Data to process:
○ ○ ○ ○ ○ ○ ○
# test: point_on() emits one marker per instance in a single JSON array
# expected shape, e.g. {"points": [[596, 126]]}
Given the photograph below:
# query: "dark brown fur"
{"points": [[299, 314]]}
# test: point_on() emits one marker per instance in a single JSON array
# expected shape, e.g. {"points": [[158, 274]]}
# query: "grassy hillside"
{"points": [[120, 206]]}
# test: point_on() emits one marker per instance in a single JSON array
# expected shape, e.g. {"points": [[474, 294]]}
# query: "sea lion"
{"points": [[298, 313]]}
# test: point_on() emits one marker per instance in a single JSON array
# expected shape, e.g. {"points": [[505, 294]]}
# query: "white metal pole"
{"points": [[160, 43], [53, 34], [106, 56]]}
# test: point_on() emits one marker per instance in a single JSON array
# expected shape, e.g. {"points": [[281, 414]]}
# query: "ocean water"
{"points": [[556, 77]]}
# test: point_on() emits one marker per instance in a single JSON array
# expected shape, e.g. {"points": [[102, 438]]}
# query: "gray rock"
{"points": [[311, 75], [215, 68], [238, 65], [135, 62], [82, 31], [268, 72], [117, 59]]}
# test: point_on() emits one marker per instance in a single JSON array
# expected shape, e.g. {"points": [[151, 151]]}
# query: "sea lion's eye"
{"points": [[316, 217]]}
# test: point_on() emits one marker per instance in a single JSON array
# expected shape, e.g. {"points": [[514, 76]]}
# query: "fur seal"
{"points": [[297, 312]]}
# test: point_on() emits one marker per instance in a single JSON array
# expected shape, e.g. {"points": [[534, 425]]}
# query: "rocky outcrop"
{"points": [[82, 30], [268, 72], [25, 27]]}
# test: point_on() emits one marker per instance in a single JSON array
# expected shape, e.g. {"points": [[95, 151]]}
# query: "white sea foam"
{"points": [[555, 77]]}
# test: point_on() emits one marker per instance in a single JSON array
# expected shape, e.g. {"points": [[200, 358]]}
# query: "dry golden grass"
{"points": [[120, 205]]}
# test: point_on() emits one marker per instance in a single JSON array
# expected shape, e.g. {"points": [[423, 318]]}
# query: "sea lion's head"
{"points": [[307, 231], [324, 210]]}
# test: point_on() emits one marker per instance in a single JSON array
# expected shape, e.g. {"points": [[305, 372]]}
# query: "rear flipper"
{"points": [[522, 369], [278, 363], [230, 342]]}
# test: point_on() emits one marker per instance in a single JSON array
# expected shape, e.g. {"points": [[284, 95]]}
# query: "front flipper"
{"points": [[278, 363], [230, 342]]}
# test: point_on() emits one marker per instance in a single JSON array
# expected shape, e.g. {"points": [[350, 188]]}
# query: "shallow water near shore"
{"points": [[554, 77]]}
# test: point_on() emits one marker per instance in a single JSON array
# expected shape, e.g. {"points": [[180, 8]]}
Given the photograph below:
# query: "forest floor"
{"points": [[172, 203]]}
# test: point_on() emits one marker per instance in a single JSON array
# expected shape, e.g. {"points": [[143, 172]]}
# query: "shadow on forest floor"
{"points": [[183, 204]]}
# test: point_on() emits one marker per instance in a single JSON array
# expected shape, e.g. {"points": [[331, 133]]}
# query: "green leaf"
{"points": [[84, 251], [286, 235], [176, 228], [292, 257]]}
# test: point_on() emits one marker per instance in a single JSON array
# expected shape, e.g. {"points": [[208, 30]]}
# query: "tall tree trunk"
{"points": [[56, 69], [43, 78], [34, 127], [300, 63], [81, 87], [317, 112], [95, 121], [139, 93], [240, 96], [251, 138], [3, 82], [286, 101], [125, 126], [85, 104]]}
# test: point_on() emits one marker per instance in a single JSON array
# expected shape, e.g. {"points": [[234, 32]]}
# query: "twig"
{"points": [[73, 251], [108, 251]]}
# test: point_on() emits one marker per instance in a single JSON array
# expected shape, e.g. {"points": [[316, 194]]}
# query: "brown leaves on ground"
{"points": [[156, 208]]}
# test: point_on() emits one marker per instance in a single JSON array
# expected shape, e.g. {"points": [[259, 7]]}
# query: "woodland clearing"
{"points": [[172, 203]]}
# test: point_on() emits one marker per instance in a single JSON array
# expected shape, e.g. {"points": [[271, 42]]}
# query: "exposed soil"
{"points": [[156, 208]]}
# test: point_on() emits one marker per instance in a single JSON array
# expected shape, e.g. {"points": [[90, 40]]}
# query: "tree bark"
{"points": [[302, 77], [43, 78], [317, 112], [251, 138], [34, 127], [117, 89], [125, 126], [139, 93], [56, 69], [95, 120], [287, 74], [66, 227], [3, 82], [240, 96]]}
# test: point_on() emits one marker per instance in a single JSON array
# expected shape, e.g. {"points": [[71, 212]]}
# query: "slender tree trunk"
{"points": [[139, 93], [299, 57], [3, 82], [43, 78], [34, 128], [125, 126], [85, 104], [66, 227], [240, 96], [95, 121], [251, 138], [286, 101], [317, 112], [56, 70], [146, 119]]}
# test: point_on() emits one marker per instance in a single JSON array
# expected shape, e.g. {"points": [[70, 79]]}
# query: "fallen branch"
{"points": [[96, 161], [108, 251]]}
○ ○ ○ ○ ○ ○ ○
What is needed: Transcribe each entry exactly as it appears.

Solution for this task:
# test: point_on() emits one marker per instance in a single JSON array
# expected shape, e.g. {"points": [[596, 126]]}
Given the photograph below:
# query: "dark brown fur"
{"points": [[299, 314]]}
# test: point_on() emits one marker per instance in a single JSON array
# expected shape, e.g. {"points": [[158, 274]]}
# query: "grassy hillside"
{"points": [[120, 206]]}
# test: point_on() emits one marker per instance in a single JSON array
# expected shape, e.g. {"points": [[474, 294]]}
# query: "sea lion"
{"points": [[298, 313]]}
# test: point_on() emits one marker per instance in a single JSON array
# expected shape, e.g. {"points": [[505, 294]]}
# query: "white metal pole"
{"points": [[160, 43], [53, 34], [106, 56]]}
# test: point_on() emits one marker per instance in a single JSON array
# expected shape, e.g. {"points": [[281, 414]]}
# query: "ocean water"
{"points": [[556, 77]]}
# test: point_on() emits one marker per instance in a single JSON array
# expected shape, e.g. {"points": [[102, 438]]}
# query: "gray rock"
{"points": [[311, 75], [215, 68], [238, 65], [135, 62], [82, 31], [268, 72], [117, 59]]}
# test: point_on() emits one marker per instance in a single JSON array
# expected shape, e.g. {"points": [[151, 151]]}
# query: "sea lion's eye"
{"points": [[316, 217]]}
# test: point_on() emits one marker per instance in a single JSON array
# expected shape, e.g. {"points": [[514, 76]]}
# query: "fur seal"
{"points": [[297, 312]]}
# test: point_on() emits one marker per instance in a single JSON array
# expected shape, e.g. {"points": [[534, 425]]}
# query: "rocky outcrop"
{"points": [[82, 30], [268, 72], [25, 27]]}
# test: point_on() emits one marker per instance in a single JSON array
# expected shape, e.g. {"points": [[95, 151]]}
# query: "white sea foam"
{"points": [[555, 77]]}
# test: point_on() emits one marker per instance in a single JSON array
# expected shape, e.g. {"points": [[200, 358]]}
# query: "dry golden grass"
{"points": [[120, 205]]}
# test: point_on() emits one marker per instance in a single JSON array
# expected shape, e.g. {"points": [[423, 318]]}
# query: "sea lion's head"
{"points": [[307, 231], [324, 210]]}
# test: point_on() emits one marker per instance in a single JSON array
# expected shape, e.g. {"points": [[305, 372]]}
# query: "rear flipper"
{"points": [[522, 369], [278, 363], [230, 342]]}
# test: point_on() emits one marker per instance in a single JSON array
# expected shape, e.g. {"points": [[284, 95]]}
# query: "front flipper"
{"points": [[278, 363], [230, 342]]}
# test: point_on() emits one marker per instance in a single JSON array
# expected shape, e.g. {"points": [[350, 188]]}
# query: "shallow water near shore"
{"points": [[554, 77]]}
# test: point_on() emits one marker per instance in a single JSON array
# expected shape, e.g. {"points": [[180, 8]]}
Given the photograph below:
# query: "forest floor"
{"points": [[172, 203]]}
# test: point_on() emits one marker per instance in a single JSON array
# expected shape, e.g. {"points": [[143, 172]]}
# query: "shadow on forest floor"
{"points": [[183, 204]]}
# test: point_on() emits one marker per instance in a single JSON array
# expected shape, e.g. {"points": [[331, 133]]}
# query: "green leaf"
{"points": [[84, 251], [286, 235], [176, 228], [292, 257]]}
# test: point_on() emits one marker per instance in a single JSON array
# expected shape, e.g. {"points": [[208, 30]]}
# query: "tall tree trunk"
{"points": [[56, 69], [43, 78], [34, 127], [300, 63], [81, 87], [317, 112], [95, 121], [139, 93], [240, 96], [251, 138], [3, 82], [286, 101], [125, 126], [85, 104]]}
# test: point_on() emits one marker per instance in a single JSON array
# expected shape, e.g. {"points": [[234, 32]]}
# query: "twig"
{"points": [[73, 251], [108, 251]]}
# test: point_on() emits one marker per instance in a single JSON array
# expected shape, e.g. {"points": [[316, 194]]}
# query: "brown leaves on ground"
{"points": [[156, 208]]}
# test: point_on() emits one marker per instance in a single JSON array
# expected shape, e.g. {"points": [[259, 7]]}
# query: "woodland clearing"
{"points": [[172, 203]]}
# test: point_on() emits one marker per instance in a single JSON array
# expected shape, e.g. {"points": [[271, 42]]}
# query: "exposed soil"
{"points": [[156, 208]]}
# test: point_on() emits one marker per instance in a single JSON array
# expected shape, e.g. {"points": [[90, 40]]}
# query: "tree bark"
{"points": [[302, 77], [43, 78], [317, 112], [251, 138], [34, 127], [117, 89], [125, 126], [139, 93], [56, 69], [95, 120], [287, 74], [66, 227], [3, 82], [240, 96]]}
# test: point_on() emits one marker per instance in a single JSON array
# expected shape, e.g. {"points": [[71, 212]]}
# query: "slender tree trunk"
{"points": [[139, 93], [299, 57], [3, 82], [43, 78], [34, 128], [125, 126], [85, 104], [66, 227], [240, 96], [95, 121], [251, 138], [286, 101], [317, 112], [56, 70], [146, 119]]}
# test: point_on() emits one marker per instance in a single JSON array
# expected shape, e.g. {"points": [[70, 79]]}
# query: "fallen branch"
{"points": [[96, 161], [108, 251]]}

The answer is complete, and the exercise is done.